#### 本文抜粋:
★ ★ ★ ★

肥満の起源

氷河時代の贈り物

最後の氷河期は約1万年前に終了し,現在は次の氷河期までの間氷期だと言われています.

氷河期には地球の平均温度は現在より10度近くも低く,赤道付近の低緯度地帯以外はほとんど氷河に覆われていたようです.もちろん氷河のない地域でも,1年中 低温であり,たとえて言えば,1年の内9ヶ月が厳冬で,春・夏・秋はそれぞれ1ヶ月しかないという気候だったようです.

(C) pinotgrigio さん

ところで,人類にはこの氷河期によって獲得した形質遺伝子があると言われています. それが 双極性障害の遺伝子です. というか,この遺伝子を持っていた人だけが,氷河期に餓死せずに生き延びたのです.

双極性障害とは

現在では双極性感情障害というのが正式な医学用語のようです.しかし一般には躁鬱(そううつ)病で知られています.躁鬱病というと,稀な症状と思われていますが,生涯有病率は0.1から1%程度との報告があります. また躁鬱病とまではいかなくとも,気分がふさぎ込んで何をする気力も起きない時や,完全に舞い上がってしまって普段の自分からはおもいもつかないことをやってしまう,ということは誰にでもあります.

同一人でありながら,躁状態と鬱状態ではまったく様子が異なり,鬱状態では食欲を含め,あらゆる意欲がわかず,ベッドから起き上がることすら困難と,何をすることもできないようです. ところが躁状態になると(しかも,これがある朝突然やってくる),まるで「世界がすべて自分のものになったような感覚」「頭は冴えわたり,次から次へと新しいアイデアが湧き出てくる」「何週間も不眠不休で動き続けられる」となります.

双極性障害には季節性のものがあり,春になると鬱状態から躁状態に,冬が近づくとその逆に,を繰り返します.有名人では,作家のゲーテがそうだったと言われており,ゲーテの『ファウスト』や『若きウェルテルの悩み』という作品では,躁状態と鬱状態がはっきりと書き分けられています.

躁:『不思議な明るさが,僕の魂の隅々まで広がっている』
鬱:『僕の活動力はすっかり鈍り,不安な怠け癖がついた』

★ ★ ★ ★

#### 課題の指示:
上記の氷河期と双極性障害に関する文章から、「最後の氷河期は約1万年前に終」で始まり「いうことは誰にでもあります.」で終わる部分を、両端の語句も含めて一字一句違えずに書き写してください。

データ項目
★ ★ ★ ★

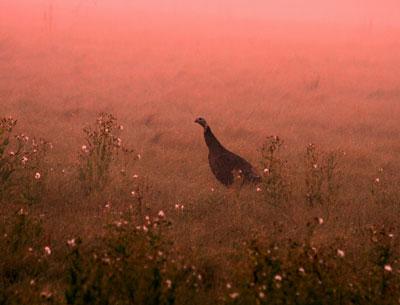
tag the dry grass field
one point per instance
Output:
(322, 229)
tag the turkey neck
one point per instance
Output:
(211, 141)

★ ★ ★ ★

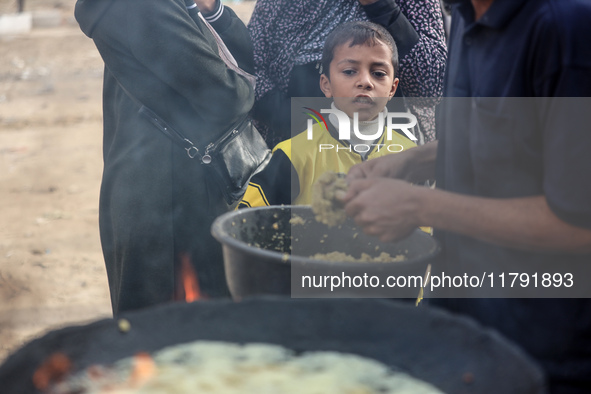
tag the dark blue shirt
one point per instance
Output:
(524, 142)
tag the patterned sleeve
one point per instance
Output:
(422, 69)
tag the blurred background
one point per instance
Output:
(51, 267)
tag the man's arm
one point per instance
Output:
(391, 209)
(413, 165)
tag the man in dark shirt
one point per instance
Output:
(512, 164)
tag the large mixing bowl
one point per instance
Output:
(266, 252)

★ ★ ★ ★

#### 解答:
最後の氷河期は約1万年前に終了し,現在は次の氷河期までの間氷期だと言われています.

氷河期には地球の平均温度は現在より10度近くも低く,赤道付近の低緯度地帯以外はほとんど氷河に覆われていたようです.もちろん氷河のない地域でも,1年中 低温であり,たとえて言えば,1年の内9ヶ月が厳冬で,春・夏・秋はそれぞれ1ヶ月しかないという気候だったようです.

(C) pinotgrigio さん

ところで,人類にはこの氷河期によって獲得した形質遺伝子があると言われています. それが 双極性障害の遺伝子です. というか,この遺伝子を持っていた人だけが,氷河期に餓死せずに生き延びたのです.

双極性障害とは

現在では双極性感情障害というのが正式な医学用語のようです.しかし一般には躁鬱(そううつ)病で知られています.躁鬱病というと,稀な症状と思われていますが,生涯有病率は0.1から1%程度との報告があります. また躁鬱病とまではいかなくとも,気分がふさぎ込んで何をする気力も起きない時や,完全に舞い上がってしまって普段の自分からはおもいもつかないことをやってしまう,ということは誰にでもあります.